======== Task data ========

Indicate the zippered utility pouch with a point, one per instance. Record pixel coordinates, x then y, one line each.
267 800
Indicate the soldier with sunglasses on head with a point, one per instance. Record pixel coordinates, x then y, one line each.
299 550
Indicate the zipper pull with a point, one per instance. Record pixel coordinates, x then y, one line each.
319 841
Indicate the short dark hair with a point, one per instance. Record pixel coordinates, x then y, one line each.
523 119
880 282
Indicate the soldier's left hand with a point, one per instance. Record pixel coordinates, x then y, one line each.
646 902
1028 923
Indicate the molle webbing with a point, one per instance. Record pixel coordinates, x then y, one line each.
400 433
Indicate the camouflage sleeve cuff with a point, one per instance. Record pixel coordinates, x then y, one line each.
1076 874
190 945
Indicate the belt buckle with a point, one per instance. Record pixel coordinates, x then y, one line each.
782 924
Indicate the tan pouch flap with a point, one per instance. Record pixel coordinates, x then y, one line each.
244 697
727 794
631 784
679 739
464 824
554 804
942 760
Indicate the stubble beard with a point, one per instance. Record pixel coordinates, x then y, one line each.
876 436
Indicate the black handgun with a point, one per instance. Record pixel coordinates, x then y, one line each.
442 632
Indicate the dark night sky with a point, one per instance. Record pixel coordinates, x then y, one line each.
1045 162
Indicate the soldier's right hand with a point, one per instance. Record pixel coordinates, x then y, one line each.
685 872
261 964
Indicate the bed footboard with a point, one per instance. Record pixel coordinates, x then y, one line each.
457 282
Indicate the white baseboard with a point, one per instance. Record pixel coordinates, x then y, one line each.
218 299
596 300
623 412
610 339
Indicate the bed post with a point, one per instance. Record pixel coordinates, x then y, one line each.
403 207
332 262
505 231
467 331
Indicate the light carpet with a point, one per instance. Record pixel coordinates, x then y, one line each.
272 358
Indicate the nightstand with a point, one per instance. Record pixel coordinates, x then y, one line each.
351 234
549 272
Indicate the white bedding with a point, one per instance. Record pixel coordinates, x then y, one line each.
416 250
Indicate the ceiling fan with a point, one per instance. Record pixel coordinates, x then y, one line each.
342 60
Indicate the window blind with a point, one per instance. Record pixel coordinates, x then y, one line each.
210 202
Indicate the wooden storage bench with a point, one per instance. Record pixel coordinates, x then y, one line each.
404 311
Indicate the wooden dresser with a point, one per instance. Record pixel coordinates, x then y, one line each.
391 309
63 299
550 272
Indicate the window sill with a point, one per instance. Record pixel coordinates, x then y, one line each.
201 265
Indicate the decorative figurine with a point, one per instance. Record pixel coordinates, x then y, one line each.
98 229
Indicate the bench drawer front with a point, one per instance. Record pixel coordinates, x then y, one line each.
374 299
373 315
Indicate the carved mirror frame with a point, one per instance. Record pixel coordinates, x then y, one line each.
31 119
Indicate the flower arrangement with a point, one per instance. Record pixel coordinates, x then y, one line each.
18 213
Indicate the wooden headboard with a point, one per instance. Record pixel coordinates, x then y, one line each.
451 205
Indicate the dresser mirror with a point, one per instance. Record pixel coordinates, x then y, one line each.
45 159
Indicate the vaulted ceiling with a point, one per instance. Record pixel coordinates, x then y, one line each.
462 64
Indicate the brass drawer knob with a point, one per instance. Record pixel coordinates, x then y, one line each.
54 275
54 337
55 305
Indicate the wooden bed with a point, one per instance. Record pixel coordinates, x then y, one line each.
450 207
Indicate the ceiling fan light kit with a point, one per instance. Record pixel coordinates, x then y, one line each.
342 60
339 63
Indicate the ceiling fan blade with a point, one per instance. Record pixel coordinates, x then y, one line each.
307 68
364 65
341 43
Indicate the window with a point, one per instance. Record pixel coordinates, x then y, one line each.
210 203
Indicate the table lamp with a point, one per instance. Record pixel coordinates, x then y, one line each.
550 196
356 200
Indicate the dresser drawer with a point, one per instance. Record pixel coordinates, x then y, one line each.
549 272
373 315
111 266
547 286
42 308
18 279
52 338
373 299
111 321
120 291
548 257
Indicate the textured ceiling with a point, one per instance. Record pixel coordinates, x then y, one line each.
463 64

========

Given exercise – Exactly reproduce the lines from the one containing "Indicate the bench" through the end of the records, and only those lines.

Solution to the problem –
Indicate the bench drawer front with a point, one per instance. Record pixel coordinates, x then y, one line each.
374 299
373 315
Indicate the carved mirror frame with a point, one per instance. Record pixel coordinates, x then y, one line each.
31 119
Indicate the flower arrangement with a point, one per instance. Record pixel coordinates, x then y, one line each.
18 213
Indicate the wooden headboard with a point, one per instance. Record pixel coordinates, x then y, one line each.
451 205
Indicate the dresser mirror with a point, one per instance. Record pixel coordinates, x then y, one line each.
45 159
Indicate the vaulted ceiling with a point, one per instance. Record pixel coordinates, x then y, one line each.
462 64
Indicate the brass drawer knob with a point, one per instance. Record pixel coordinates, x then y, one line each.
54 275
54 337
55 305
Indicate the wooden bed with a point, one per instance. Record pixel coordinates, x then y, one line each.
450 207
Indicate the ceiling fan light kit with a point, one per instance. Record pixel coordinates, x then y, one line each.
342 60
339 63
Indicate the ceiling fan blade with a point, one per instance. Record pixel coordinates, x then y, one line each.
307 68
364 65
341 43
Indicate the window with a point, one per instance. Record pixel coordinates, x then y, one line each.
210 203
Indicate the table lamp with a point, one per instance. Record pixel coordinates, x then y, one line each.
550 196
356 200
Indicate the dresser drawer with a point, one per instance. Record pixel coordinates, x then y, one line each.
549 272
373 315
111 266
547 286
42 308
18 279
52 338
373 299
111 321
120 291
548 257
Indicate the textured ceiling with a point, one per instance. Record pixel coordinates, x then y, one line each.
463 64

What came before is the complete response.